§ **CYTOWANY FRAGMENT**
Reklama

Nowa Ziemia stanowi granicę pomiędzy Europą i Azją, leżąc na wschodniej granicy Morza Barentsa. Rozmieszczony w tym rejonie Kolski Samodzielny Pułk Przeciwlotniczy miał być, zgodnie z zapowiedziami ze stycznia bieżącego roku, uzbrojony w system S-400 Triumf. Wraz z baterią przeciwlotniczych zestawów artyleryjsko-rakietowych Pancyr-S1 miały być to pierwsze formacje przeciwlotnicze stale stacjonujące w Arktyce, w ramach nowej taktyki tworzenia struktury militarnej w rejonie podbiegunowym. Trudno powiedzieć, czy plany dotyczące systemu S-400 pokrzyżowała potrzeba rozlokowania go w Syrii, czy też zawiodły możliwości produkcyjne przemysłu zbrojeniowego, ale do Arktyki trafił najnowszy wariant S-300.

Ostatecznie uroczystość sformowania i rozpoczęcia gotowości operacyjnej odbyła się 8 grudnia bieżącego roku. Kolski Samodzielny Pułk Przeciwlotniczy został rozlokowany na Nowej Ziemi w specjalnie do tego celu zbudowanej bazie wojskowej, zapewniającej możliwość funkcjonowania przez cały rok. Na uzbrojeniu jednostki znalazł się, co prawda, nie najnowszy system S-400 Triumf, ale niewiele od niego gorszy S-300PMU2 Faworit, którego wiele komponentów jest zdolnych do współpracy z systemem S-400.

Dzięki temu, w razie „unowocześnienia” systemu do wyższego standardu, będzie można, na przykład, wykorzystać wyrzutnie 5P85T zbazowane na naczepach ciągnionych przez ciężarówki KRAZ. Wraz z nimi na Nowej Ziemi znalazły się też radary naprowadzania 30N6 zdolne do wykrycia i śledzenia celów na dystansie do 300 km i radary dalekiego zasięgu 64N6 mogące wykrywać cele aerodynamiczne (np. samoloty i pociski manewrujące) z odległości 300 km, a pociski balistyczne z odległości 1000 km. System S-300PMU2 jest zdolny do zwalczania celów na dystansie ponad 200 km.

§ **ZADANIA DO WYKONANIA**
a: Jaki system przeciwlotniczy ostatecznie znalazł się na uzbrojeniu Kolskiego Samodzielnego Pułku Przeciwlotniczego według cytowanego fragmentu?
b: Przepisz wiernie z cytowanego fragmentu tekst zaczynający się od „Ostatecznie uroczystość sformowania” i ciągnący się aż do „z systemem S-400.”.
Wpisy nie są tu potrzebne.

§ **WYKAZ WPISÓW**

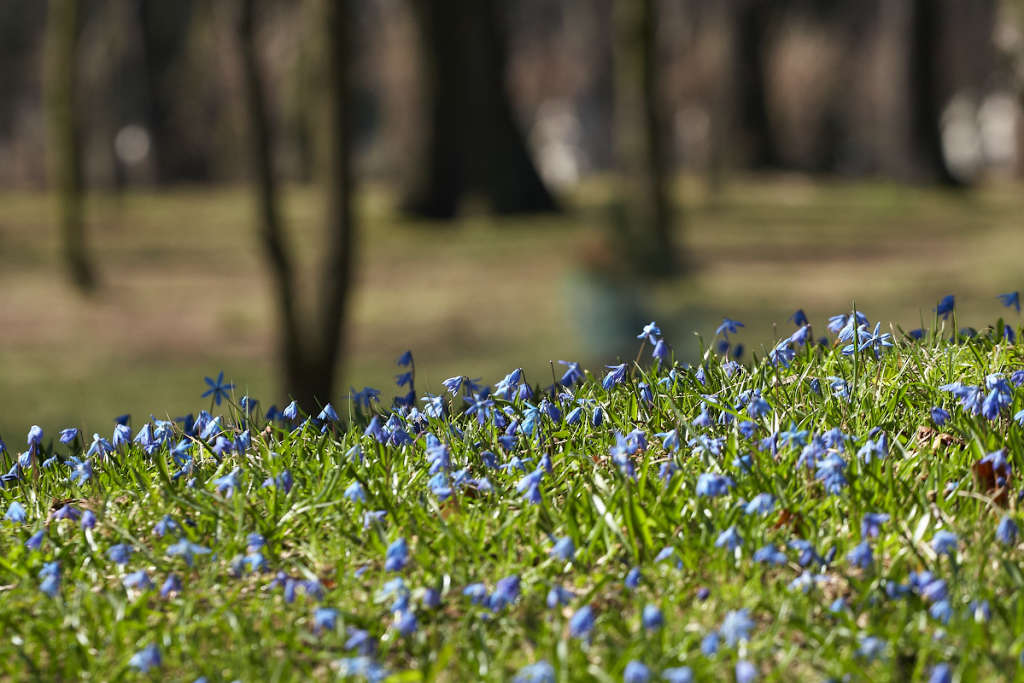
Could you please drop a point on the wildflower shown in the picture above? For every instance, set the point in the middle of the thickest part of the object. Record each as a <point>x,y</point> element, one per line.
<point>582,623</point>
<point>396,556</point>
<point>652,617</point>
<point>769,555</point>
<point>539,672</point>
<point>88,519</point>
<point>147,657</point>
<point>325,619</point>
<point>1011,299</point>
<point>636,672</point>
<point>172,585</point>
<point>944,543</point>
<point>761,504</point>
<point>729,539</point>
<point>939,416</point>
<point>1007,530</point>
<point>614,377</point>
<point>650,332</point>
<point>941,673</point>
<point>745,672</point>
<point>218,388</point>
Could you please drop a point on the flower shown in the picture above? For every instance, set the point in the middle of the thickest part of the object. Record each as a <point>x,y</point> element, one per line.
<point>729,539</point>
<point>145,658</point>
<point>396,556</point>
<point>651,617</point>
<point>218,388</point>
<point>1011,299</point>
<point>650,332</point>
<point>582,623</point>
<point>945,306</point>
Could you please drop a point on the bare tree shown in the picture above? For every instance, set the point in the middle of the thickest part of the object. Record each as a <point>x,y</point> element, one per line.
<point>473,142</point>
<point>643,212</point>
<point>309,349</point>
<point>65,145</point>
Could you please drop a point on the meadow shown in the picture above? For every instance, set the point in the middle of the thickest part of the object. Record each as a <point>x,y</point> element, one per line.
<point>843,506</point>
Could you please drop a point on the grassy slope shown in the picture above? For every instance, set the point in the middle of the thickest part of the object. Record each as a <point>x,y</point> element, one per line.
<point>185,292</point>
<point>228,627</point>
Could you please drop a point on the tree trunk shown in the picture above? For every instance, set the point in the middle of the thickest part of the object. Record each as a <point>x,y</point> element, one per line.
<point>65,136</point>
<point>926,103</point>
<point>473,142</point>
<point>338,184</point>
<point>641,139</point>
<point>308,353</point>
<point>753,23</point>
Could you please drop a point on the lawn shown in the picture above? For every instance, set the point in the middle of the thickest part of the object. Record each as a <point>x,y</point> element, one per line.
<point>844,508</point>
<point>185,293</point>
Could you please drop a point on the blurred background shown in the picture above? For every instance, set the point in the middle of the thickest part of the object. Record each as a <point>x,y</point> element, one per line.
<point>297,191</point>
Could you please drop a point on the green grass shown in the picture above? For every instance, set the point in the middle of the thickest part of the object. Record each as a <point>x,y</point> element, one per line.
<point>185,291</point>
<point>228,623</point>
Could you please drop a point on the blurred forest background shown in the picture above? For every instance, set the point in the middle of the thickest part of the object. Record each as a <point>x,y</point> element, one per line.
<point>297,191</point>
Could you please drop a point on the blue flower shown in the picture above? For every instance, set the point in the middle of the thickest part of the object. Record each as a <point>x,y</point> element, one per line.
<point>582,623</point>
<point>614,377</point>
<point>944,543</point>
<point>1007,530</point>
<point>745,672</point>
<point>145,658</point>
<point>539,672</point>
<point>218,388</point>
<point>325,619</point>
<point>652,617</point>
<point>636,672</point>
<point>761,504</point>
<point>1011,299</point>
<point>729,539</point>
<point>728,327</point>
<point>941,673</point>
<point>650,332</point>
<point>945,306</point>
<point>120,554</point>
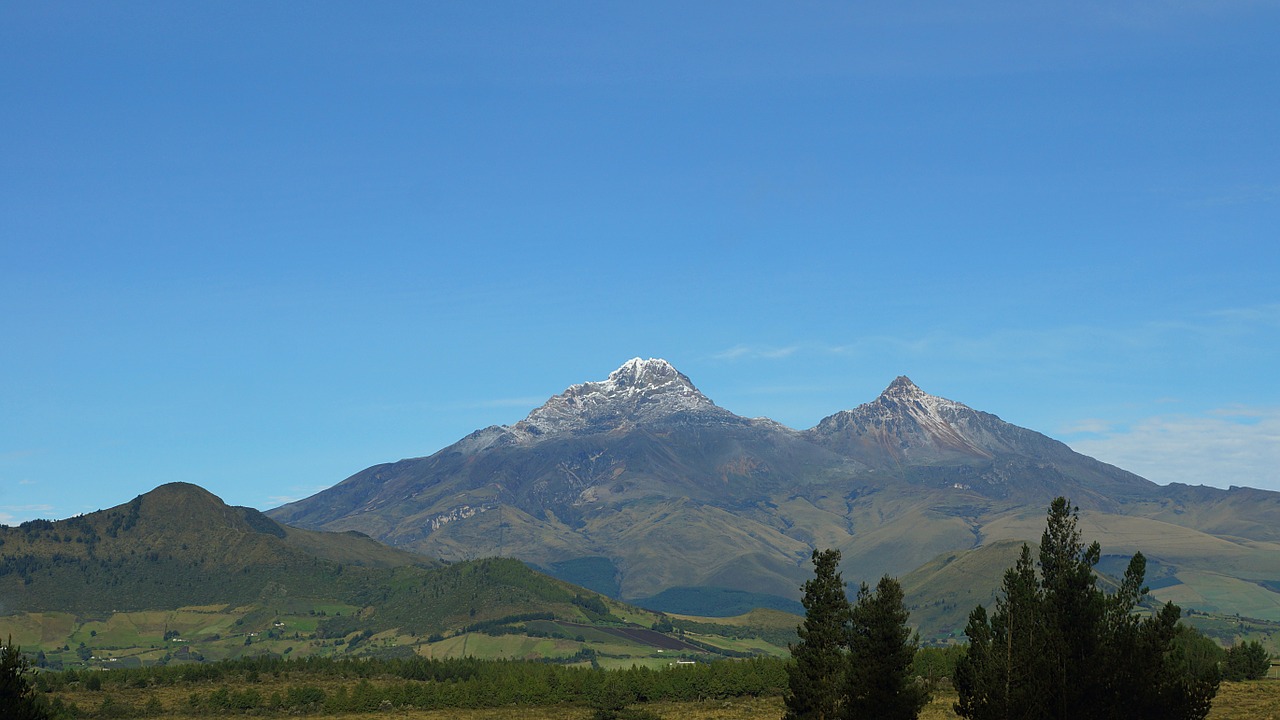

§ **ROZWIĄZANE ZADANIA**
a: S-300PMU2 Faworit.

b:
Ostatecznie uroczystość sformowania i rozpoczęcia gotowości operacyjnej odbyła się 8 grudnia bieżącego roku. Kolski Samodzielny Pułk Przeciwlotniczy został rozlokowany na Nowej Ziemi w specjalnie do tego celu zbudowanej bazie wojskowej, zapewniającej możliwość funkcjonowania przez cały rok. Na uzbrojeniu jednostki znalazł się, co prawda, nie najnowszy system S-400 Triumf, ale niewiele od niego gorszy S-300PMU2 Faworit, którego wiele komponentów jest zdolnych do współpracy z systemem S-400.